Recorded data:
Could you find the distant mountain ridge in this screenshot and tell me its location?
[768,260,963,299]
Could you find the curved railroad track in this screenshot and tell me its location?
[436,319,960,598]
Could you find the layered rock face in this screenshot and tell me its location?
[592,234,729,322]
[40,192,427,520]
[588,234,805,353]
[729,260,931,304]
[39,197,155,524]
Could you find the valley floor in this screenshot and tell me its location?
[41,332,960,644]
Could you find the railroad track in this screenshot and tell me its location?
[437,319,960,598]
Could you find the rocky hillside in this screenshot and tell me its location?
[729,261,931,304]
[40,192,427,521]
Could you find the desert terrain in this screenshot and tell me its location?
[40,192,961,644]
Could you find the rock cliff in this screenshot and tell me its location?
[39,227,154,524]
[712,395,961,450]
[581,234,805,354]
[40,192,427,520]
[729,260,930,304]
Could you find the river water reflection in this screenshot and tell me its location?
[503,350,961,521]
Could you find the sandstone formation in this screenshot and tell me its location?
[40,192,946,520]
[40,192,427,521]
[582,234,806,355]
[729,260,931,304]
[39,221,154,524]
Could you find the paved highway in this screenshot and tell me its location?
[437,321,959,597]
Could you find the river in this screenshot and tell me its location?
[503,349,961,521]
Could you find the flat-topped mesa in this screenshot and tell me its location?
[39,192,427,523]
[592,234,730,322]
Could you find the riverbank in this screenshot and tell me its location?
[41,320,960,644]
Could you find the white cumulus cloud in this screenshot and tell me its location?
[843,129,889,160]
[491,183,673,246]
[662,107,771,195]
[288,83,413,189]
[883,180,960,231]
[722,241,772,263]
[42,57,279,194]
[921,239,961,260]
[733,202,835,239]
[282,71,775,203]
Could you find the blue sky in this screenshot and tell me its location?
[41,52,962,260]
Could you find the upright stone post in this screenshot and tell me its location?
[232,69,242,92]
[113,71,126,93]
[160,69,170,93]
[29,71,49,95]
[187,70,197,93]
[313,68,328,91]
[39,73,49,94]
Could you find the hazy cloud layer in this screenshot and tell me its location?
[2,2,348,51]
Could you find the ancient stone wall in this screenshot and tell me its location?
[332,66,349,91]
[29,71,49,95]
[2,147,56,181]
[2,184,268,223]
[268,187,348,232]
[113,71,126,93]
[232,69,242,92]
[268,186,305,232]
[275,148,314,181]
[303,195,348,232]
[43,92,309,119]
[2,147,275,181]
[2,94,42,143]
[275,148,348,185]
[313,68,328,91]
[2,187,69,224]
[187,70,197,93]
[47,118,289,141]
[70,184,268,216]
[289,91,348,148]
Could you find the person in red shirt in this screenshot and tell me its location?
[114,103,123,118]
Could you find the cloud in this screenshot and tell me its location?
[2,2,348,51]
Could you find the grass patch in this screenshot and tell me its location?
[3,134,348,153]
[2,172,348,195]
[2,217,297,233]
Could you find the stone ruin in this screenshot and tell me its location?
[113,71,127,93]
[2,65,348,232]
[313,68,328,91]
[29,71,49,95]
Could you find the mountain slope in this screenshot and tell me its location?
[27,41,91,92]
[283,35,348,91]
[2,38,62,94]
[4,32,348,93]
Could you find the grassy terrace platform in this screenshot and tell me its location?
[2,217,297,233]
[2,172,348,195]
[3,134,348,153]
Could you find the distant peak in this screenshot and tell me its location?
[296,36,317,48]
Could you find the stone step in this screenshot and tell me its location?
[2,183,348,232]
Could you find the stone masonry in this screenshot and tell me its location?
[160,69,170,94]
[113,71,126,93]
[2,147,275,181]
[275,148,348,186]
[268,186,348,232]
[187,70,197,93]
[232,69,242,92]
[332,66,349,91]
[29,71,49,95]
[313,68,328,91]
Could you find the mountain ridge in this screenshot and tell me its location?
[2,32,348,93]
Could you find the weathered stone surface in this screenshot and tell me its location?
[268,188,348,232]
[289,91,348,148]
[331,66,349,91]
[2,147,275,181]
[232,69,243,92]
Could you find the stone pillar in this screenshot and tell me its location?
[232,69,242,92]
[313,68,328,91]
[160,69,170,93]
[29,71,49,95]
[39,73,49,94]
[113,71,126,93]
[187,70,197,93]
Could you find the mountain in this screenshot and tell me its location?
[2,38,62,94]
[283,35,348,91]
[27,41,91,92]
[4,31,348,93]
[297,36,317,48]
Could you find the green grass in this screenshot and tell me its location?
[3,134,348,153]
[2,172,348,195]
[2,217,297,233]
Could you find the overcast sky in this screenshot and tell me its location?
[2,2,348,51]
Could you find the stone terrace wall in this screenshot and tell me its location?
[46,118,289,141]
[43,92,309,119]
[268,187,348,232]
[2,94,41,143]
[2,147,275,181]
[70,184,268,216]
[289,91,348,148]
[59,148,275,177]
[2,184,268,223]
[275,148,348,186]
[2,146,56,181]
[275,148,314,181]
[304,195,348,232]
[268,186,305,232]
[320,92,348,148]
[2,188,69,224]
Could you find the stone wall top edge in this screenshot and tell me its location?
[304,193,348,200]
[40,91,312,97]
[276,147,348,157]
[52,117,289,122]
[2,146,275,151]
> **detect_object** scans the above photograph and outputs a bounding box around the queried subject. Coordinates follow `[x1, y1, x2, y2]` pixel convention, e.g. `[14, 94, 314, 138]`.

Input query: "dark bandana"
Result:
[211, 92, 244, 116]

Problem statement:
Return all of the entries exactly as written.

The solution:
Could you find the distant mountain ridge in this screenshot and tell me its location?
[768,260,963,299]
Could you find the curved railroad track in this screenshot and tell me its location?
[436,319,960,598]
Could you find the layered rock face in this screenshot and tell me its location?
[592,234,729,322]
[40,192,427,520]
[588,234,805,353]
[729,260,931,304]
[39,197,155,524]
Could you find the valley floor in this screenshot and tell me its location?
[41,332,960,644]
Could you find the railroad track in this screenshot and tell me its location?
[437,319,960,598]
Could you find the rocky hillside in this screenshot and tell me its location?
[729,261,931,304]
[40,192,427,521]
Could you find the desert terrain in this screenshot and tell me its location?
[40,192,961,644]
Could you find the rock cliff in this screenshot and tell me its location?
[39,227,154,524]
[712,395,961,450]
[581,234,805,354]
[40,192,427,520]
[729,260,930,304]
Could you find the river water reflection in this screenshot and tell me its location?
[503,350,961,521]
Could you find the sandstone formation in this screenshot and tell me its location?
[40,192,946,520]
[40,192,427,521]
[582,234,806,355]
[729,260,931,304]
[39,221,154,524]
Could you find the paved highway in this screenshot and tell me its location?
[437,321,959,597]
Could you find the river in this screenshot and tell me its location?
[503,349,961,521]
Could you find the flat-topped mesa in this screenshot and tell me its location?
[39,192,427,523]
[592,234,730,322]
Could you find the riverbank in this screenshot and tell me its location?
[41,320,960,644]
Could you find the white cumulus cloud in this screenshot and tell me its location?
[843,129,889,160]
[491,183,673,246]
[662,107,771,195]
[288,83,413,189]
[883,180,960,231]
[722,241,772,263]
[42,57,279,194]
[921,239,961,260]
[733,202,835,239]
[282,71,775,203]
Could you find the blue sky in this screenshot and tell me its location?
[41,52,962,260]
Could you find the upright stone post in this screenshot and tell me its location?
[232,69,242,92]
[113,71,126,93]
[160,69,170,93]
[29,71,49,95]
[187,70,197,93]
[313,68,328,91]
[39,73,49,94]
Could you find the hazy cloud layer in this screenshot and tell me its location?
[2,2,348,51]
Could you find the ancient stone wall in this screenshot and tell me its location?
[332,66,349,91]
[29,71,49,95]
[2,147,56,181]
[2,184,268,223]
[268,187,348,232]
[113,71,126,93]
[232,69,242,92]
[268,186,305,232]
[275,148,314,181]
[303,195,348,232]
[43,92,309,119]
[2,147,275,181]
[2,94,42,143]
[275,148,348,185]
[313,68,328,91]
[2,187,69,224]
[187,70,197,93]
[47,118,289,141]
[70,184,268,216]
[289,91,348,148]
Could you find the person in red shirt in this screenshot and tell me its location?
[114,103,123,118]
Could you find the cloud in this screenshot and tell me its location?
[2,2,348,51]
Could you find the grass patch in this screenshot and tell me its location?
[3,134,348,153]
[2,172,348,195]
[2,217,297,233]
Could you find the stone ruin in this screenshot and tell me its location?
[113,71,127,93]
[2,65,348,232]
[313,68,328,91]
[29,71,49,95]
Could you find the mountain slope in this screenshot and tell me its location?
[27,41,91,92]
[283,35,348,91]
[2,38,62,94]
[4,32,348,93]
Could you find the grassy terrace platform in this screenshot and tell me its location?
[2,217,297,233]
[2,172,348,195]
[3,134,348,153]
Could you find the distant peak in this screenshot and tell me its location?
[296,36,317,48]
Could you find the stone step in this screenshot and tell me its location?
[2,183,348,232]
Could you find the stone masonry in this screenshot and tell me its location?
[160,69,170,94]
[113,71,126,93]
[2,147,275,181]
[275,148,348,186]
[268,186,348,232]
[187,70,197,93]
[232,69,242,92]
[332,66,349,91]
[29,71,49,95]
[313,68,328,91]
Could you find the mountain ridge in this screenshot and tell me its location?
[2,32,348,93]
Could you find the weathered stone surface in this screenshot and tell me its location?
[268,188,348,232]
[289,91,348,148]
[331,66,349,91]
[2,147,275,181]
[232,69,243,92]
Could you find the stone pillar in this screenshot and tell me its location?
[232,69,242,92]
[313,68,328,91]
[160,69,170,93]
[29,71,49,95]
[39,73,49,94]
[113,71,126,93]
[187,70,197,93]
Could you find the mountain in this screenshot and tell me its location?
[2,38,62,94]
[283,35,348,91]
[27,41,91,92]
[4,31,348,93]
[297,36,317,48]
Could you find the green grass in this screenshot and tell me its location?
[3,134,348,153]
[2,172,348,195]
[2,217,297,233]
Could you find the overcast sky in this screenshot and tell me its location?
[2,2,348,51]
Could you find the stone terrace wall in this screenshot and tell me its location?
[46,118,289,141]
[43,92,309,119]
[268,187,348,232]
[2,94,41,143]
[2,147,275,181]
[70,184,268,216]
[289,91,348,148]
[59,148,275,177]
[2,184,268,223]
[275,148,348,186]
[2,146,56,181]
[275,148,314,181]
[304,195,348,232]
[268,186,305,232]
[320,92,348,148]
[2,188,69,224]
Could you find the stone wall top edge in this screenshot and tell me its location?
[304,193,348,200]
[40,91,312,97]
[276,147,348,157]
[52,117,289,122]
[2,146,275,151]
> **detect_object** scans the above photograph and outputs a bounding box around the queried subject. Coordinates follow `[x1, y1, x2, y2]` pixel convention, e.g. `[14, 94, 314, 138]`.

Input query: "dark bandana"
Result:
[211, 92, 244, 116]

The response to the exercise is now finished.